Dataset rows about where objects appear:
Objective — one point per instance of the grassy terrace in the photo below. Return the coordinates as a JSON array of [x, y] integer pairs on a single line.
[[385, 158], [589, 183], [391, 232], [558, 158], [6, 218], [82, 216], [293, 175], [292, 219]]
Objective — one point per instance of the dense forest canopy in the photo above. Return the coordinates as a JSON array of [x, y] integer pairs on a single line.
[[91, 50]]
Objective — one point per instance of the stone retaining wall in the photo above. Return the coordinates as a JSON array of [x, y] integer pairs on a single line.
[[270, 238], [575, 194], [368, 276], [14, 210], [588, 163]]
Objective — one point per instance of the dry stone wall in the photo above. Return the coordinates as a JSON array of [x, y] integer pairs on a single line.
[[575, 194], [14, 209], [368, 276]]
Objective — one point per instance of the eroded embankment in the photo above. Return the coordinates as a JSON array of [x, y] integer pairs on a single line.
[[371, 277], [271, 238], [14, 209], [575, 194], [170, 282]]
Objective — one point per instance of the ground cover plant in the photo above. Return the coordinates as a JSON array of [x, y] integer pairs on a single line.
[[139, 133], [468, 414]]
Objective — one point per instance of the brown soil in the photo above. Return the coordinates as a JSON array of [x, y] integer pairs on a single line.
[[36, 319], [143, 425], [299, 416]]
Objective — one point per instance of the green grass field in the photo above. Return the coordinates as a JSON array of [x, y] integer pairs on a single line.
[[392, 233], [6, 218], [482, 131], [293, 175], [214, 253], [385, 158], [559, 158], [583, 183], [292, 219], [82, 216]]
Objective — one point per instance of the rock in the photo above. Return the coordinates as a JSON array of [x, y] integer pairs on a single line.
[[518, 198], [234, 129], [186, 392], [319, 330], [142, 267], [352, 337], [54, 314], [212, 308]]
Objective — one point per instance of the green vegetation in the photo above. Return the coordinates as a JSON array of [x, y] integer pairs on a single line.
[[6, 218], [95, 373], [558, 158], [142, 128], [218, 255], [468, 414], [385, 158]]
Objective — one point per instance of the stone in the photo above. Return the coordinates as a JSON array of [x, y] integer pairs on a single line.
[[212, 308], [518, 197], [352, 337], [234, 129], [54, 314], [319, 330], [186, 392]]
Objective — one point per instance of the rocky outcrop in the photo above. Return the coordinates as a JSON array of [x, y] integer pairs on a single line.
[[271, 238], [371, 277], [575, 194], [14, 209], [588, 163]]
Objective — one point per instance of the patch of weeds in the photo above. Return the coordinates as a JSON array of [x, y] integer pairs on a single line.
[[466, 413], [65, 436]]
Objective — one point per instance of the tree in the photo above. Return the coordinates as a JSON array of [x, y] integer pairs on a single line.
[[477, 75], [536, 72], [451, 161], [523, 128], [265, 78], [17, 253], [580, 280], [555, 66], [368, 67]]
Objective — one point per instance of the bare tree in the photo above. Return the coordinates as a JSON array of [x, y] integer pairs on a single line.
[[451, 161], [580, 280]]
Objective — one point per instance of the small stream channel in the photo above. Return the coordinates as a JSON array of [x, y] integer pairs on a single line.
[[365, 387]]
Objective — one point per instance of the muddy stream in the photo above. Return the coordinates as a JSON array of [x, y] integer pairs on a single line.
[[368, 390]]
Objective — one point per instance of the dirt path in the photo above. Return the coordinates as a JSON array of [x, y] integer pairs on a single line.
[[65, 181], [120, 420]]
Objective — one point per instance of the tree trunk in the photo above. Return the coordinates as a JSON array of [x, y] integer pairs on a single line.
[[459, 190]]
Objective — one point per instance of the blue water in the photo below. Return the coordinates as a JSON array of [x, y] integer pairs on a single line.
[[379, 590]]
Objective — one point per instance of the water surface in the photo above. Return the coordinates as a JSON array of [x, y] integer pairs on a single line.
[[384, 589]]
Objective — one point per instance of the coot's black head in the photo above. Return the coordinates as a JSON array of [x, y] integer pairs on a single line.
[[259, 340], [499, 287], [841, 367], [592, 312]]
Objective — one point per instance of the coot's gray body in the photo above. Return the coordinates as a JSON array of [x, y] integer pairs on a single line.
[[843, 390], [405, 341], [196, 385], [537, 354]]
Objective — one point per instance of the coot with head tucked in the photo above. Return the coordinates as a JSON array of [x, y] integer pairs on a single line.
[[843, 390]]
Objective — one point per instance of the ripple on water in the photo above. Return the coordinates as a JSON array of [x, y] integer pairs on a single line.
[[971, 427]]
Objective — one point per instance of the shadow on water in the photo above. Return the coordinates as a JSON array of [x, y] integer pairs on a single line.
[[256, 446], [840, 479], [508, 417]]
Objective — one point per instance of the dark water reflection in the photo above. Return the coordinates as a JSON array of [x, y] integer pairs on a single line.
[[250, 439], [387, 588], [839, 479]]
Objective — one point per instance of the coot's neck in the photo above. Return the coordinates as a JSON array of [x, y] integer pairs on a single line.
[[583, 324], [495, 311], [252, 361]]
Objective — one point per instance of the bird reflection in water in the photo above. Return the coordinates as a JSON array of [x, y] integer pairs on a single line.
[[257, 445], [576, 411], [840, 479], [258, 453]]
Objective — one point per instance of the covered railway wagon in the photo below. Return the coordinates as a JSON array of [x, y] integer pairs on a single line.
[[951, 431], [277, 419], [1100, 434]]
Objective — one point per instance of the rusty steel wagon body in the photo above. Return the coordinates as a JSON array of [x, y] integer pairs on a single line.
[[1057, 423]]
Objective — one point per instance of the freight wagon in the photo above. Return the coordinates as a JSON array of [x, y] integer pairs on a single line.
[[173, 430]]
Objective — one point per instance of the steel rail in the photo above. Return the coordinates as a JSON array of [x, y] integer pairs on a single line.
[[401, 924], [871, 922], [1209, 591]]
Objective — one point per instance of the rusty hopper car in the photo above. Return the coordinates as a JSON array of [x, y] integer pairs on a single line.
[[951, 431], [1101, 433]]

What needs to be done:
Rewrite all the items above with "Objective" changed to "Goal" and everything else left unchanged.

Worked answer:
Goal — one point per instance of the grassy terrace in the photo below. Return the coordinates as a JSON array of [x, y] integer pairs on a single line.
[[385, 158], [589, 183], [391, 232], [558, 158], [6, 218], [82, 216], [293, 175], [292, 219]]
Goal — one point per instance of the dense forest canopy in the photo above. Return the coordinates as a JSON array of [x, y] integer pairs on a single line.
[[91, 50]]
Goal — one point per instance of the stone retaining wall in the photo above. Return the coordinates as a JSON array of [x, y] integer pairs on a single line.
[[270, 238], [575, 194], [368, 276], [14, 210], [588, 163]]
Goal — one point per instance of the dry stone wall in the photo above. Return the coordinates as a JSON array of [x, y] integer pairs on a single line.
[[575, 194], [14, 209], [368, 276]]
Goal — one point per instance of the eroded embankment in the photo above. Return the coordinates as a JSON array of [x, y] integer pairs on a single line.
[[371, 277], [271, 238], [14, 209], [575, 194], [170, 282]]
Goal — one point per instance of the ground cover plant in the photo above. Return the coordinates as a JSON array of [x, y] integer pairs on a single line.
[[139, 133], [468, 414]]
Goal — one point per instance of the brown soil in the photo above. Return the coordinates as a JSON array of [x, y] integer pairs on a single line.
[[36, 319], [143, 425], [299, 416]]
Goal — one point per instance of the green grass field in the photo above. Return the coordinates as a JSON array of [x, y] integer pairs on a single line.
[[392, 233], [6, 218], [482, 131], [293, 175], [214, 253], [385, 158], [559, 158], [583, 183], [292, 219], [82, 216]]
Goal — one point per instance of the rock in the photo above. Return the coordinates as a JSON array of [x, y] integer pairs on a single line.
[[518, 198], [234, 129], [186, 392], [319, 330], [142, 267], [352, 337], [54, 314], [212, 308]]
Goal — one point per instance of the green vegetation in the photo above. Return the coordinates as a JSON array of [x, y] integer pairs on a single line.
[[6, 218], [95, 373], [558, 158], [142, 128], [218, 255], [468, 414], [385, 158]]
Goal — one point per instance of the stone in the photo above. Return the coordinates as a JSON array of [x, y] integer pairs on a single line.
[[212, 308], [518, 197], [352, 337], [234, 129], [54, 314], [319, 330], [186, 392]]
Goal — one point per instance of the rocky outcrop in the photo above. Return the coordinates as a JSON array of [x, y] integer pairs on a single line.
[[271, 238], [371, 277], [575, 194], [14, 209], [588, 163]]
Goal — one point per instance of the patch of weeds in the photo above. Return the coordinates as a JSON array of [x, y] integer pairs on a single line.
[[466, 413], [65, 436]]
Goal — one point per instance of the tree in the photo above. Return the coordinates as a JSON array of [x, y] integer pairs on a single line.
[[477, 75], [536, 72], [451, 161], [523, 128], [265, 78], [17, 253], [580, 280], [555, 66], [368, 67]]
Goal — one point per instance of the bare tree in the photo above. Return the coordinates as a JSON array of [x, y] integer pairs on a single line.
[[451, 161], [580, 280]]
Goal — one point per instance of the small stream channel in the photo above. Return the coordinates as a JSON array of [x, y] integer pairs on a single line.
[[365, 387]]
Goal — one point per instance of the muddy stream in the photo above. Return the coordinates as a JSON array of [x, y] integer pairs on a single line.
[[368, 390]]
Goal — one point per instance of the dirt path in the photo above. Return the coordinates as a JSON array of [x, y] integer pairs on a single line.
[[65, 181], [120, 420]]
Goal — one point per instance of the tree trunk in the photo above. Return the coordinates as a JSON array of [x, y] integer pairs on a single line.
[[459, 190]]
Goal — one point per instance of the blue water in the photo below. Return the coordinates as a JSON array of [x, y] integer pairs on a single line.
[[379, 590]]
Goal — one point per instance of the water surface in the photo above. Return the coordinates as a JSON array of [x, y] integer pairs on a single line.
[[384, 589]]
Goal — one point per instance of the coot's black head in the photo above. Return the coordinates as a JSON array of [x, y] integer pairs on a single line.
[[259, 340], [499, 287], [841, 367], [592, 312]]
Goal — one point per instance of the coot's gray body in the photo above. Return the coordinates as a JSON array of [x, y] integer pairs on a single line.
[[843, 390], [405, 341], [196, 385], [537, 354]]
Goal — one point per instance of the coot with head tucked in the photo above. Return the coordinates as a JSON array of [x, y] integer pairs on a single line.
[[843, 390]]
Goal — one point per instance of the ripple on water in the photo above. Return the coordinates as a JSON array of [x, y] integer pairs on a single line.
[[971, 427]]
Goal — one point per instance of the shadow on water in the photo above. Return the coordinates as a JSON array of [x, y] integer pairs on a single line.
[[256, 446], [840, 479], [508, 417]]
Goal — one point per instance of the dark water reflection in the photo above. Return the coordinates as a JSON array of [x, y] integer pairs on a single line.
[[250, 439], [387, 588], [839, 479]]
Goal — one point per instance of the coot's neck in the photo above. Return the coordinates as a JSON array of [x, y] integer pairs on a single line.
[[583, 324], [495, 311], [252, 361]]
Goal — one point per instance of the bird reflection in water in the photo above. Return the coordinates as a JSON array of [x, y] integer pairs on a single line.
[[257, 445], [576, 411], [840, 479], [258, 453]]
Goal — one point per instance of the covered railway wagon in the photo below. Return the coordinates as a JSON array of [x, y] integer pairs on a single line.
[[951, 431], [277, 419], [1100, 434]]
Goal — one point per instance of the rusty steel wagon body in the photo above. Return the coordinates as a JSON array of [x, y] integer pairs on a single line.
[[1057, 423]]
Goal — one point per instance of the freight wagon in the photo above. Return the coordinates as a JSON array of [x, y] integer pairs on a single line.
[[173, 430]]
Goal — one point per instance of the steel rail in the photo above. Return the coordinates as a JSON array of [x, y] integer pairs on a single line.
[[401, 924], [871, 922], [1209, 591]]
Goal — one point per instance of the rusty hopper car in the photo above. Return the coordinates as a JSON array of [x, y] integer pairs on a single line.
[[951, 431], [1101, 433]]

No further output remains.